● **Directions**: Could you reproduce all of the rows below word for word, leaving the pictures out?

(Location labeling rows)

>>>>

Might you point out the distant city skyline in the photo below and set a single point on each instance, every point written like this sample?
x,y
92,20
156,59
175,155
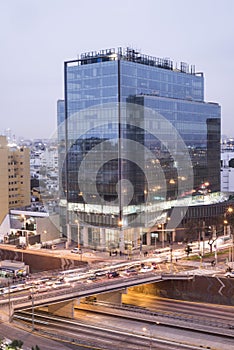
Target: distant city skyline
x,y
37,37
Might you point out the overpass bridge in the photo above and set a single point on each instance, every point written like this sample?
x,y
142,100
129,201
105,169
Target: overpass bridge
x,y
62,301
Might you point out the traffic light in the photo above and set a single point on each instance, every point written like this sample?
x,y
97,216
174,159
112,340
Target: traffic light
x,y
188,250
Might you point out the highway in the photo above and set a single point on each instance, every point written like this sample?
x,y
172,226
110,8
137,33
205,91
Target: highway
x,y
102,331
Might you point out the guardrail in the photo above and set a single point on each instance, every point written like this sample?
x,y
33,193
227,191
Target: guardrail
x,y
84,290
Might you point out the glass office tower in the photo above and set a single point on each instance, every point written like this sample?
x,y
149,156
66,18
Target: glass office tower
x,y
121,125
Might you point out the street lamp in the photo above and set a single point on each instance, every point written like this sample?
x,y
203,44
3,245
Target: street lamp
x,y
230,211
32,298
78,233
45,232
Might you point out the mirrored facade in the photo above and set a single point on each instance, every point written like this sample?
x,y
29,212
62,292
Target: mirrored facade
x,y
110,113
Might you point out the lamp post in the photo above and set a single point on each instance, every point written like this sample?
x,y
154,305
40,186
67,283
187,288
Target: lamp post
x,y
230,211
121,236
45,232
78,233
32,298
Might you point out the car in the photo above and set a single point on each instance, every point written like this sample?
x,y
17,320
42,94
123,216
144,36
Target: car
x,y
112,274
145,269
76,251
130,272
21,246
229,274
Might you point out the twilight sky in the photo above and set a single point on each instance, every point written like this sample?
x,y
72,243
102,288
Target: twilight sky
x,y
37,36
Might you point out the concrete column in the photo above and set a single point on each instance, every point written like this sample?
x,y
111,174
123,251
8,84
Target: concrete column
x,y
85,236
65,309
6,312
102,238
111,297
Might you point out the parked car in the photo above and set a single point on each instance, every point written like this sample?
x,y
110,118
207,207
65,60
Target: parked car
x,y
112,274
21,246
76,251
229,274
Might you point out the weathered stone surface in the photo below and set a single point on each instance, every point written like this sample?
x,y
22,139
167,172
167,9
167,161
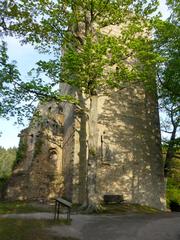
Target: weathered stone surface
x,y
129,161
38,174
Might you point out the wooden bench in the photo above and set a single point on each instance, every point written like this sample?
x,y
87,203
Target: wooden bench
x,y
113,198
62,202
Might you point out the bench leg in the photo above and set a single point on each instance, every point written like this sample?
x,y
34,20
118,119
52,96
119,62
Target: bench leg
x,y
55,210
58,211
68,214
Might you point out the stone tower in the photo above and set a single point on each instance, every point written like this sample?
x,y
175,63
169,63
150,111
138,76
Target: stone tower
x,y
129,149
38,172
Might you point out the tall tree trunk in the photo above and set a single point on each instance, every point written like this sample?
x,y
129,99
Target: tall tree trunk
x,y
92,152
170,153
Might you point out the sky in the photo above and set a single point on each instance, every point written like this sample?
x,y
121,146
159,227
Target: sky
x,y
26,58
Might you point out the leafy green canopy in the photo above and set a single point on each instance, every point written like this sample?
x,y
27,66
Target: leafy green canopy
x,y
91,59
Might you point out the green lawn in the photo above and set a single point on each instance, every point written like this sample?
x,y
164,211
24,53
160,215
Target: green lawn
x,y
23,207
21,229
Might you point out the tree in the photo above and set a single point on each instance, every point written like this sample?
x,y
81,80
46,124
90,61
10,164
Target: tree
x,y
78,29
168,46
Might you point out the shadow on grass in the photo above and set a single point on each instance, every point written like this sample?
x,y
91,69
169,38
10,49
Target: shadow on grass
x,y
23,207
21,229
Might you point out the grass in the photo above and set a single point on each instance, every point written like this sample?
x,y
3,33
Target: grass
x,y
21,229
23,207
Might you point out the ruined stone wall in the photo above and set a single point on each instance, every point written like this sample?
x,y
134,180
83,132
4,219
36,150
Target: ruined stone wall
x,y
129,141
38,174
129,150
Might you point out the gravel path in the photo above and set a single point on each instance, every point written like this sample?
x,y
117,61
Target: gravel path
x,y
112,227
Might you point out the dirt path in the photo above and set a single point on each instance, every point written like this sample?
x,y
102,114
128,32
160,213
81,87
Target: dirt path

<<<<

● **Solved exercise**:
Might you point out the distant city skyline in the photo below and set a single point on each instance, every point written like this sample?
x,y
92,20
156,59
175,155
Target: distant city skyline
x,y
37,37
Might you point out the overpass bridge in the photo above and set a single point on each instance, every point written like this sample?
x,y
142,100
129,201
105,169
Target: overpass bridge
x,y
62,301
Might you point out the traffic light in the photo above and set a single point on each instance, every point written like this sample?
x,y
97,216
174,159
112,340
Target: traffic light
x,y
188,250
Might you point out the highway in the photo above and set a single point on each instance, every point written like this sample?
x,y
172,226
110,8
137,33
205,91
Target: highway
x,y
102,331
Might you point out the guardrail in the photo above and set a single point on each instance, every point written like this sample?
x,y
33,193
227,191
Target: guardrail
x,y
84,290
Might you point out the glass office tower in the photo above and set a single point on each instance, every point written like this sample?
x,y
149,156
66,18
Target: glass office tower
x,y
121,125
Might you point out the street lamp in the photo above and set a single point on each instance, every point written like this sample?
x,y
203,44
3,245
Target: street lamp
x,y
230,211
32,298
78,233
45,232
Might you point out the mirrored facade in the photo above and set a single point on each instance, every point written like this sample?
x,y
29,212
62,292
Target: mirrored facade
x,y
110,113
Might you point out the lamp post in the photo above and set a single point on each instance, every point written like this sample?
x,y
154,305
40,186
67,283
187,288
Target: lamp post
x,y
230,211
121,236
45,232
78,233
32,298
Might you point out the car in the photo above and set a single point on each instance, every point written like this sample?
x,y
17,320
42,94
123,216
144,36
Target: car
x,y
112,274
145,269
76,251
130,272
21,246
229,274
Might you point out the twilight sky in the photo above and set a single point on each instance, every point written like this sample?
x,y
72,243
102,288
Target: twilight sky
x,y
37,36
Might you point out the concrete column in the photo above and set a single point on each instance, every point written like this sample?
x,y
111,174
123,251
8,84
Target: concrete column
x,y
85,236
65,309
6,312
102,238
111,297
Might you point out the parked car in the photo above and set a single point on each instance, every point written like this sample?
x,y
110,118
207,207
65,60
Target: parked car
x,y
112,274
21,246
76,251
229,274
Might you point out the weathered stone surface in the photo below and set a single point on each instance, every point written like this sample?
x,y
22,139
167,172
167,9
167,161
Target: weathered stone surface
x,y
129,161
38,174
Might you point out the wooden bench in the photo above and set a single point on each instance, every point written like this sample?
x,y
87,203
Target: wooden bench
x,y
113,198
62,202
Might you point out the bench leg in the photo above and set a single point on each instance, every point written like this sample?
x,y
34,20
118,119
52,96
119,62
Target: bench leg
x,y
55,210
58,211
68,214
Might you point out the stone tower in the photo above and set a single point on each instance, every point written like this sample?
x,y
175,63
169,63
150,111
138,76
Target: stone tower
x,y
129,149
38,172
Might you point out the tall tree trunk in the photo above and set a single point on each instance, every point written like this sample?
x,y
129,99
Target: tall tree trunk
x,y
92,152
170,153
Might you point out the sky in the photo above and set a single point on each instance, every point written like this sample?
x,y
121,146
159,227
Target: sky
x,y
26,58
Might you point out the leafy green canopy in the photo above and set a single point on each instance, every point written like this sample?
x,y
27,66
Target: leafy green canopy
x,y
91,59
Might you point out the green lawn in the photo above and set a single point on each instance, every point written like this sample?
x,y
164,211
24,53
160,215
Target: green lawn
x,y
23,207
21,229
Might you point out the tree in the photo above and set a single point on each instance, every point written like this sample?
x,y
81,80
46,124
90,61
10,164
Target: tree
x,y
78,29
168,46
Might you point out the shadow on grass in the photo above and set a single point on each instance, every point written like this sample?
x,y
91,69
169,38
10,49
Target: shadow on grass
x,y
23,207
21,229
Might you point out the grass in the photo above and set a single point on each instance, every point written like this sample?
x,y
3,33
Target: grass
x,y
21,229
23,207
Might you point out the ruined stone wall in the photo above and set a single point on each instance, every point written like this sample?
x,y
134,180
83,132
4,219
36,150
Target: ruined stone wall
x,y
129,141
38,174
129,150
Might you point out the gravel path in the photo above and set a single point on each instance, every point written like this sample?
x,y
117,61
Target: gravel path
x,y
112,227
Might you point out the dirt path in the photo above and set a single point on each instance, every point written like this sample?
x,y
102,114
128,32
160,213
81,87
Target: dirt path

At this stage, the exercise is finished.